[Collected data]
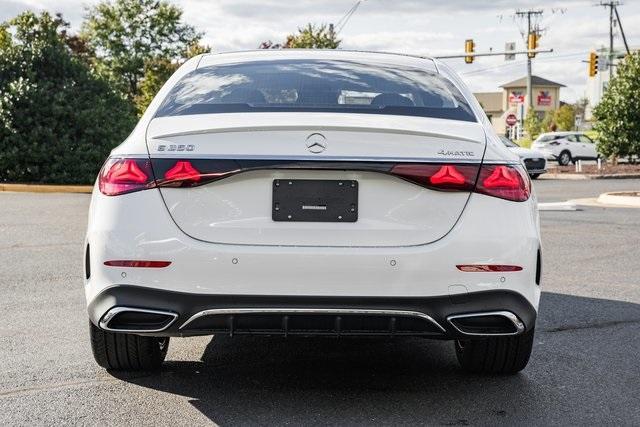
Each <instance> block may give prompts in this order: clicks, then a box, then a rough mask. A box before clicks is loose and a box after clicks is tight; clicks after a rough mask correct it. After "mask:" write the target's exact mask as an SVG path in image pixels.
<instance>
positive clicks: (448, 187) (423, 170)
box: [391, 163, 478, 191]
mask: <svg viewBox="0 0 640 427" xmlns="http://www.w3.org/2000/svg"><path fill="white" fill-rule="evenodd" d="M391 173H392V174H393V175H398V176H399V177H401V178H404V179H406V180H409V181H412V182H415V183H416V184H419V185H422V186H424V187H429V188H433V189H435V190H459V191H471V190H473V186H474V185H475V182H476V176H477V175H478V166H477V165H448V164H445V165H433V164H409V163H408V164H404V163H400V164H398V165H395V166H394V167H393V168H392V169H391Z"/></svg>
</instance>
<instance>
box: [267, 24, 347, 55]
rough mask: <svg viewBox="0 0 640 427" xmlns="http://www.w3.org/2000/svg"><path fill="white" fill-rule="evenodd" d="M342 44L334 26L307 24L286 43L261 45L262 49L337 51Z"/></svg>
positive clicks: (288, 39)
mask: <svg viewBox="0 0 640 427" xmlns="http://www.w3.org/2000/svg"><path fill="white" fill-rule="evenodd" d="M341 42H342V40H339V39H338V38H337V35H336V33H335V32H334V31H333V27H332V26H330V25H326V24H323V25H314V24H307V25H306V26H305V27H302V28H298V32H297V33H295V34H289V35H288V36H287V39H286V40H285V42H284V43H282V44H279V43H277V44H274V43H272V42H271V40H269V41H266V42H263V43H262V44H260V49H282V48H284V49H337V48H338V47H339V46H340V43H341Z"/></svg>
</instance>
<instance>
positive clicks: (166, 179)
mask: <svg viewBox="0 0 640 427" xmlns="http://www.w3.org/2000/svg"><path fill="white" fill-rule="evenodd" d="M164 179H165V182H167V183H168V182H175V181H182V182H198V181H200V180H201V179H202V176H201V175H200V172H199V171H198V170H197V169H196V168H194V167H193V165H192V164H191V162H190V161H189V160H178V161H177V162H176V164H175V165H173V166H172V167H171V168H170V169H169V170H168V171H166V172H165V173H164Z"/></svg>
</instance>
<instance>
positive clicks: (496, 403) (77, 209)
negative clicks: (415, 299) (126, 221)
mask: <svg viewBox="0 0 640 427" xmlns="http://www.w3.org/2000/svg"><path fill="white" fill-rule="evenodd" d="M535 186H536V189H537V193H538V196H539V198H540V200H542V201H561V200H565V199H571V198H580V197H592V196H597V194H598V193H599V192H602V191H606V190H609V189H627V188H628V189H631V188H635V189H638V188H640V180H624V182H623V180H620V181H550V180H547V181H538V182H536V183H535ZM88 204H89V198H88V196H87V195H74V194H38V195H35V194H23V193H0V235H1V237H2V238H1V240H0V254H1V255H2V263H0V360H1V361H2V363H0V424H2V425H27V424H28V425H33V424H36V425H40V424H109V425H111V424H134V423H135V424H141V425H153V424H159V423H162V424H180V425H184V424H192V425H203V424H211V423H218V424H221V425H236V424H241V425H247V424H293V425H297V424H369V425H370V424H387V425H388V424H394V425H396V424H445V425H467V424H499V425H506V424H525V423H526V424H529V425H550V424H551V425H567V424H585V423H587V424H604V423H606V424H626V425H638V424H640V404H638V391H639V390H640V358H639V357H638V353H639V352H640V334H639V333H638V331H639V328H640V277H639V276H638V267H640V261H638V260H639V259H640V244H639V242H640V210H634V209H603V208H593V207H589V208H584V210H582V211H575V212H571V211H569V212H541V222H542V234H543V242H544V260H545V264H544V274H543V288H544V293H543V297H542V302H541V313H540V317H539V320H538V327H537V328H538V331H537V335H536V340H535V341H536V342H535V348H534V353H533V356H532V360H531V362H530V364H529V366H528V367H527V368H526V369H525V370H524V371H523V372H522V373H521V374H519V375H516V376H511V377H491V376H475V375H467V374H464V373H462V372H461V371H460V370H459V368H458V366H457V363H456V361H455V355H454V352H453V346H452V344H451V343H450V342H437V341H428V340H422V339H405V340H392V339H389V340H369V339H359V340H346V339H342V340H336V339H291V338H289V339H286V340H285V339H282V338H273V339H269V338H267V339H265V338H250V337H247V338H242V337H235V338H232V339H231V338H226V337H216V338H213V339H211V338H210V337H199V338H189V339H174V340H173V341H172V343H171V348H170V351H169V355H168V362H167V363H166V366H165V368H164V369H163V371H162V372H161V373H159V374H153V375H148V374H138V375H121V374H118V375H112V374H109V373H107V372H105V371H103V370H102V369H100V368H98V367H97V365H96V364H95V363H94V362H93V360H92V356H91V350H90V348H89V344H88V333H87V319H86V314H85V308H84V296H83V291H82V286H83V285H82V280H81V274H82V260H81V259H82V241H83V234H84V228H85V226H86V214H87V207H88Z"/></svg>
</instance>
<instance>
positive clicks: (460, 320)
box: [447, 311, 525, 336]
mask: <svg viewBox="0 0 640 427" xmlns="http://www.w3.org/2000/svg"><path fill="white" fill-rule="evenodd" d="M447 321H448V322H449V323H450V324H451V325H452V326H453V327H454V328H455V329H456V330H457V331H458V332H460V333H461V334H463V335H468V336H505V335H518V334H521V333H522V332H524V329H525V327H524V323H522V321H521V320H520V319H519V318H518V316H516V315H515V314H513V313H512V312H510V311H487V312H481V313H466V314H455V315H452V316H449V317H447Z"/></svg>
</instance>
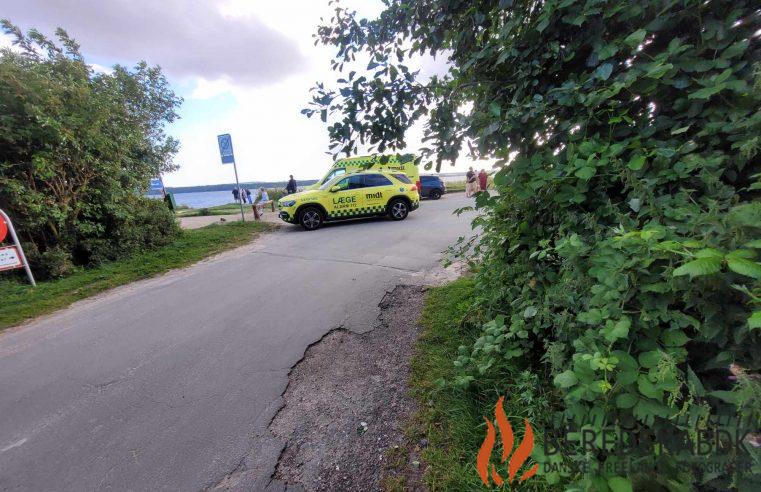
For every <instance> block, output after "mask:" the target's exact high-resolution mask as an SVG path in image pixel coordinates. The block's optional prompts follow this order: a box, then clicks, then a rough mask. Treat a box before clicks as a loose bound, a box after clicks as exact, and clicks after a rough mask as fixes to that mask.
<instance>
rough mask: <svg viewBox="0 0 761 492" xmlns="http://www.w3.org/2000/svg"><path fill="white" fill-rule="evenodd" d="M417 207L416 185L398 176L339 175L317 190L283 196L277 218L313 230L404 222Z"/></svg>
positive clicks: (418, 195) (417, 192)
mask: <svg viewBox="0 0 761 492" xmlns="http://www.w3.org/2000/svg"><path fill="white" fill-rule="evenodd" d="M418 206H420V195H419V194H418V191H417V186H416V185H415V184H413V183H412V181H411V180H410V179H409V178H408V177H407V175H406V174H404V173H402V172H399V173H379V172H363V173H352V174H341V175H338V176H336V177H334V178H333V179H331V180H329V181H327V182H326V183H324V184H323V185H322V186H320V187H319V188H318V189H316V190H306V191H302V192H301V193H294V194H293V195H288V196H284V197H283V198H281V199H280V201H279V202H278V208H280V218H281V219H283V220H284V221H286V222H289V223H291V224H301V226H302V227H303V228H304V229H306V230H308V231H312V230H314V229H318V228H319V227H320V226H321V225H322V224H323V222H331V221H334V220H345V219H357V218H360V217H372V216H380V215H388V216H389V217H390V218H391V219H392V220H404V219H406V218H407V215H408V214H409V213H410V212H412V211H413V210H415V209H417V208H418Z"/></svg>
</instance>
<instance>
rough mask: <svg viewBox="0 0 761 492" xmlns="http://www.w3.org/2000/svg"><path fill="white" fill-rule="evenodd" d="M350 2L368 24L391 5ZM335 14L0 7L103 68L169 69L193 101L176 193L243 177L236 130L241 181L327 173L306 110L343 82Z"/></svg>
mask: <svg viewBox="0 0 761 492" xmlns="http://www.w3.org/2000/svg"><path fill="white" fill-rule="evenodd" d="M342 5H344V6H348V7H352V8H354V9H356V10H357V11H358V12H359V14H360V15H361V16H364V17H374V16H376V15H377V14H378V13H379V12H380V11H381V9H382V4H381V2H380V0H344V1H343V2H342ZM332 9H333V7H331V6H329V5H328V1H327V0H289V1H272V0H160V1H158V0H21V1H20V0H0V15H1V16H3V17H7V18H9V19H10V20H11V22H13V23H14V24H16V25H18V26H19V27H21V29H22V30H24V31H26V30H28V29H31V28H37V29H39V30H40V31H42V32H43V33H45V34H51V33H52V32H53V31H54V29H55V28H56V27H57V26H61V27H63V28H64V29H65V30H66V31H67V32H68V33H69V35H70V36H72V37H74V38H75V39H76V40H77V41H78V42H79V43H80V44H81V46H82V52H83V53H84V55H85V58H86V60H87V61H88V62H89V63H91V64H92V65H93V67H94V68H95V69H96V70H101V71H107V70H108V69H109V68H108V67H111V66H112V65H114V64H116V63H120V64H124V65H134V64H135V63H136V62H138V61H140V60H145V61H147V62H148V63H150V64H152V65H160V66H161V67H162V69H163V70H164V72H165V74H166V76H167V78H168V80H169V82H170V83H171V85H172V87H173V89H174V91H175V92H176V93H177V94H178V95H179V96H181V97H183V98H184V102H183V104H182V106H181V108H180V110H179V113H180V116H181V118H180V119H179V120H178V121H177V122H175V123H173V124H172V125H171V126H169V127H168V128H167V131H168V133H169V134H170V135H172V136H173V137H175V138H177V139H178V140H179V141H180V151H179V153H178V154H177V156H176V157H175V163H176V164H178V165H179V166H180V169H179V170H178V171H175V172H173V173H170V174H167V175H165V176H163V178H164V184H165V185H166V186H192V185H202V184H219V183H230V182H234V180H235V177H234V174H233V168H232V166H231V165H222V164H221V163H220V158H219V151H218V148H217V139H216V136H217V135H219V134H222V133H230V134H231V135H232V139H233V147H234V149H235V159H236V162H237V166H238V174H239V177H240V180H241V181H283V180H286V179H288V175H290V174H293V175H294V177H295V178H296V179H297V180H298V179H315V178H319V177H321V176H323V175H324V174H325V173H326V171H327V169H328V168H329V167H330V165H331V163H332V157H331V156H330V155H329V154H328V153H327V151H328V143H329V141H328V135H327V129H326V126H325V124H324V123H322V122H321V121H320V120H319V118H317V117H313V118H312V119H307V118H306V117H305V116H304V115H302V114H301V113H300V111H301V109H302V108H304V107H306V106H307V103H308V102H309V89H310V88H311V87H312V86H314V84H315V83H316V82H318V81H324V82H328V83H329V82H332V81H334V80H335V79H336V78H338V75H337V74H336V73H334V72H331V70H330V61H331V59H332V56H333V55H334V51H335V50H334V49H333V48H329V47H324V46H321V45H319V46H315V45H314V37H313V35H314V33H315V32H316V29H317V26H318V25H319V23H320V18H321V17H325V18H326V19H328V18H329V17H330V15H331V13H332ZM7 44H8V39H0V45H7ZM415 63H416V64H417V65H418V66H417V67H416V68H420V69H421V74H422V75H423V76H425V77H428V76H431V75H433V74H443V73H445V72H446V70H447V63H446V60H445V59H443V58H442V57H439V58H437V59H433V58H430V57H425V58H422V59H420V60H418V61H417V62H415ZM421 136H422V128H421V127H417V128H414V129H412V130H411V131H410V134H409V135H408V148H407V149H405V152H412V153H415V152H416V151H417V149H418V148H419V147H420V138H421ZM469 164H472V163H469V162H465V161H461V162H458V164H457V165H456V166H455V167H448V166H445V167H444V168H443V169H442V172H453V171H464V170H466V169H467V166H468V165H469Z"/></svg>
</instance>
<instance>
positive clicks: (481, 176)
mask: <svg viewBox="0 0 761 492" xmlns="http://www.w3.org/2000/svg"><path fill="white" fill-rule="evenodd" d="M488 181H489V175H488V174H486V170H485V169H481V172H479V173H478V187H479V188H480V189H481V191H486V184H487V182H488Z"/></svg>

*INSTRUCTIONS TO FOLLOW*: Find each line in the entries above that contains the string "positive", matching case exactly, and copy every such line.

*ANSWER BOX*:
positive clicks: (448, 187) (423, 170)
positive clicks: (288, 39)
positive clicks: (166, 179)
positive clicks: (496, 403) (77, 209)
positive clicks: (460, 320)
positive clicks: (418, 195) (417, 192)
positive clicks: (481, 176)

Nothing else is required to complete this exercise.